Given task — Each line of the material must be repeated precisely, with the pictures left out.

══════════

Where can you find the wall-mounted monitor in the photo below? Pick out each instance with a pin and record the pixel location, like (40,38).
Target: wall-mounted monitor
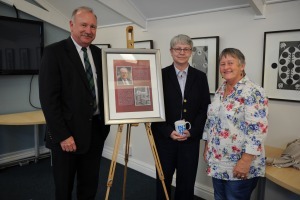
(21,46)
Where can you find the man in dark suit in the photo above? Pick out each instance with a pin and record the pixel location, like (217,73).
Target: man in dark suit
(186,97)
(72,102)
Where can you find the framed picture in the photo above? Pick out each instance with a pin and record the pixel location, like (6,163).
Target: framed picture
(281,60)
(24,58)
(205,58)
(102,46)
(146,44)
(132,86)
(10,58)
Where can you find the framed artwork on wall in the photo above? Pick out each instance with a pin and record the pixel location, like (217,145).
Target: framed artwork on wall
(101,46)
(145,44)
(281,65)
(205,58)
(132,86)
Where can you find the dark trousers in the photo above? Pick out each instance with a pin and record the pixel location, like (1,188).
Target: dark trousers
(182,157)
(85,167)
(234,190)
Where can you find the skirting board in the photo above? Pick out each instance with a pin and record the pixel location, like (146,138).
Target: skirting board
(201,190)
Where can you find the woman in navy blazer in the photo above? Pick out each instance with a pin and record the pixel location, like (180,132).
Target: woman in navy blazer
(76,131)
(181,152)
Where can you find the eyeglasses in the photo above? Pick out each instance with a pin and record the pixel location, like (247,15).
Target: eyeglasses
(178,50)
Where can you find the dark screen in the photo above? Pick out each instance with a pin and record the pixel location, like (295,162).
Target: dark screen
(21,45)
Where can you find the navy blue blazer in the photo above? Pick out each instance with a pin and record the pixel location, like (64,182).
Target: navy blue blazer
(193,108)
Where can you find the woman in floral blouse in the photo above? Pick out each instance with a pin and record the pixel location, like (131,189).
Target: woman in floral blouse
(235,131)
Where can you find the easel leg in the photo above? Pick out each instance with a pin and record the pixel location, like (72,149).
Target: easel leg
(126,158)
(156,158)
(113,161)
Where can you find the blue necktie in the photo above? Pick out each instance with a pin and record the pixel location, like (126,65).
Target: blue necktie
(89,75)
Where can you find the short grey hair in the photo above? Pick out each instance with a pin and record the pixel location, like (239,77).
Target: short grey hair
(181,39)
(82,8)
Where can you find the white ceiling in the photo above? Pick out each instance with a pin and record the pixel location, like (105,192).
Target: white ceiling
(139,12)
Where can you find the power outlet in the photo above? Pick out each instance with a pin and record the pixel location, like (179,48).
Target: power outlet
(130,149)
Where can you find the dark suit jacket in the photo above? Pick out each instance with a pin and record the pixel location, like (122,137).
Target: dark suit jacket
(192,109)
(65,96)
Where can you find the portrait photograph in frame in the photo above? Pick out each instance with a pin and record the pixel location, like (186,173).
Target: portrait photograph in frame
(281,60)
(102,46)
(204,57)
(141,99)
(145,44)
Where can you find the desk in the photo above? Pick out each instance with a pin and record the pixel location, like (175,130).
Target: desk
(288,178)
(26,118)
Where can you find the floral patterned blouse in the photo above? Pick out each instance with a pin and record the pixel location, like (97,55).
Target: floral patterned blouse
(236,124)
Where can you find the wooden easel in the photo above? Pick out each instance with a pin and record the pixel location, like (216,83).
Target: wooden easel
(130,44)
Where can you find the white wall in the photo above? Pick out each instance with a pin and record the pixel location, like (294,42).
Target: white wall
(236,28)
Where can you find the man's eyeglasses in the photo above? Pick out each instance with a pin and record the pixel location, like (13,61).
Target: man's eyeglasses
(178,50)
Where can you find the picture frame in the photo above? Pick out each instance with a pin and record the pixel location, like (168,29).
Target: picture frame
(281,65)
(10,58)
(24,57)
(102,46)
(140,100)
(205,58)
(145,44)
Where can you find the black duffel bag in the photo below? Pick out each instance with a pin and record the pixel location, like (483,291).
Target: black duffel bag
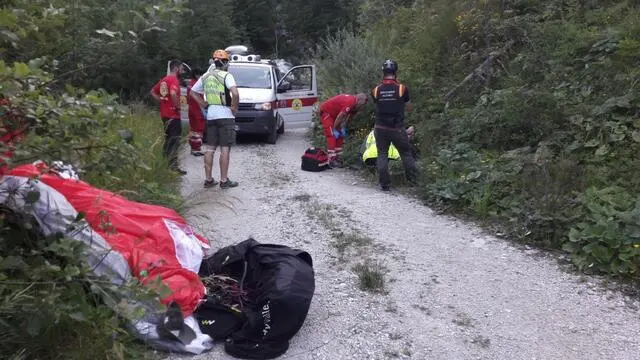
(280,284)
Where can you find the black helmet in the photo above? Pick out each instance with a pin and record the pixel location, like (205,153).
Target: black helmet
(389,66)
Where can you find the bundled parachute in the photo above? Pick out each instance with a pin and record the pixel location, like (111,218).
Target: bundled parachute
(125,238)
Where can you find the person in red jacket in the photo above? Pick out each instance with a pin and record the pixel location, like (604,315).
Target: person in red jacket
(167,93)
(196,116)
(335,113)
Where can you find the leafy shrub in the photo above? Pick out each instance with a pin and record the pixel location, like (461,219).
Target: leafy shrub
(607,239)
(53,306)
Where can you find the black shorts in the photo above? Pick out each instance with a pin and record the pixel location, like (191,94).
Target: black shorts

══════════

Reply to the task —
Where can you find the wall-mounted monitor in the photo below? Pick out each instance with a pin and record the pixel location, like (40,38).
Target: wall-mounted monitor
(21,46)
Where can you find the man in dark suit in the photo above? Pick out each instance with a pin and record the pixel location, like (217,73).
Target: man in dark suit
(186,97)
(72,102)
Where can you find the framed picture in the photo above? Pick out each instance with a pin and record the pixel location, like (6,163).
Target: framed picture
(281,60)
(24,58)
(205,58)
(102,46)
(146,44)
(132,86)
(10,58)
Where can you find the framed artwork on wall in the photo above? Pick out each instance with a pin and record the pixel location, like (217,145).
Target: framed artwork on wall
(101,46)
(145,44)
(281,65)
(205,58)
(132,86)
Where can you find the dark trousers in the photo above? Pick out each instance with a pin and record the pixel location, like (1,188).
Target: dark trousers
(182,157)
(85,167)
(234,190)
Where can you find the skirting board in the photo above? Pick out each instance with a pin and record the pixel location, like (146,138).
Target: skirting board
(201,190)
Where can you find the woman in navy blazer in the photo above? Pick out each instance with a pin and record the pixel location, like (180,132).
Target: woman in navy blazer
(76,131)
(181,152)
Where can you find the eyeglasses in the photo above? Pick out each instance with a pin and record the pixel location, like (247,15).
Target: eyeglasses
(178,50)
Where can you find the dark screen in the photo above? Pick out each instance with a pin and record the pixel location, like (295,162).
Target: dark screen
(21,45)
Where can you find the navy blue blazer in the photo above? Pick out each instance with a pin and record the pixel location, like (64,182).
Target: navy blue blazer
(193,108)
Where can you find the woman in floral blouse in the photo above? Pick out each instance with a pin and record the pixel location, like (131,189).
Target: woman in floral blouse
(235,131)
Where can you find the easel leg in the photo above? Pick out each instance with a pin and record the pixel location, like (72,149).
Target: easel leg
(126,158)
(156,158)
(113,161)
Where can you find the blue necktie in the photo above? Pick out each instance with a pin and record the pixel location, like (126,65).
Target: blue necktie
(89,75)
Where can you find the short grey hair in the photo above? Pick out each instance with a pin and record the pixel location, like (239,77).
Target: short grey hair
(181,39)
(82,8)
Where can you find the white ceiling in the photo above? Pick out each instance with a pin and record the pixel location, like (105,192).
Target: white ceiling
(139,12)
Where can you find the power outlet in the photo above? Pick out each instance with a pin and record the pixel location, like (179,48).
Target: power outlet
(130,149)
Where can you find the dark suit jacket in the photo above? Pick out each instance with a pin and record the pixel location, like (122,137).
Target: dark suit jacket
(192,109)
(65,96)
Where can you find the portrait photograph in frame in the photo above? Pick out each instance with a pin and record the pixel location, like (186,173).
Target: portrait photograph in frame
(281,60)
(102,46)
(204,57)
(141,99)
(145,44)
Where can you find the desk in the photo above? Pick out each instance with a pin and record the pixel location, like (175,130).
Target: desk
(288,178)
(26,118)
Where can you find the floral patterned blouse in the photo above? Pick out each instance with a pin and record the pixel location, like (97,55).
Target: floral patterned blouse
(236,124)
Where can you find the wooden easel in the photo above? Pick out each instance with a pin and record the pixel location, like (216,83).
Target: wooden easel
(130,44)
Where can you find the white wall in the photo above? Pick out each instance with a pin and record the pixel location, like (294,42).
Target: white wall
(236,28)
Where can you find the man's eyeglasses in the photo above? Pick out each instance with a pin and record the pixel location, like (13,61).
Target: man's eyeglasses
(178,50)
Where can you find the picture frame in the photo above? Pick out each instance with a pin and record the pixel location, like (168,29).
Target: picture frame
(281,65)
(10,58)
(24,57)
(102,46)
(140,100)
(205,58)
(145,44)
Where can you find the black duffel bag in the photo below? Pick out each instance with a pin and record the pixel location, like (483,291).
Target: black duffel bag
(280,284)
Where can you find the black helmet in the photo above? Pick out each instance with a pin and record the pixel location, like (205,153).
Target: black helmet
(389,66)
Where can you find the bundled parachute in the photo above? Pick out each instance with a pin and record the pixel location, like (111,218).
Target: bundled parachute
(125,238)
Where can you find the person in red jacket in the photo above? Pick out each instance with a pin and record the pixel location, like (604,315).
Target: person in red jacket
(167,93)
(196,116)
(335,113)
Where can you find the leafy shrub in the photo above? Pick out each instance with a pin and record the pixel location, like (461,219).
Target: leafy shrub
(607,239)
(53,306)
Where can you find the black shorts in the photo above? Pick out each instance with a pin and record the pixel location, like (191,94).
Target: black shorts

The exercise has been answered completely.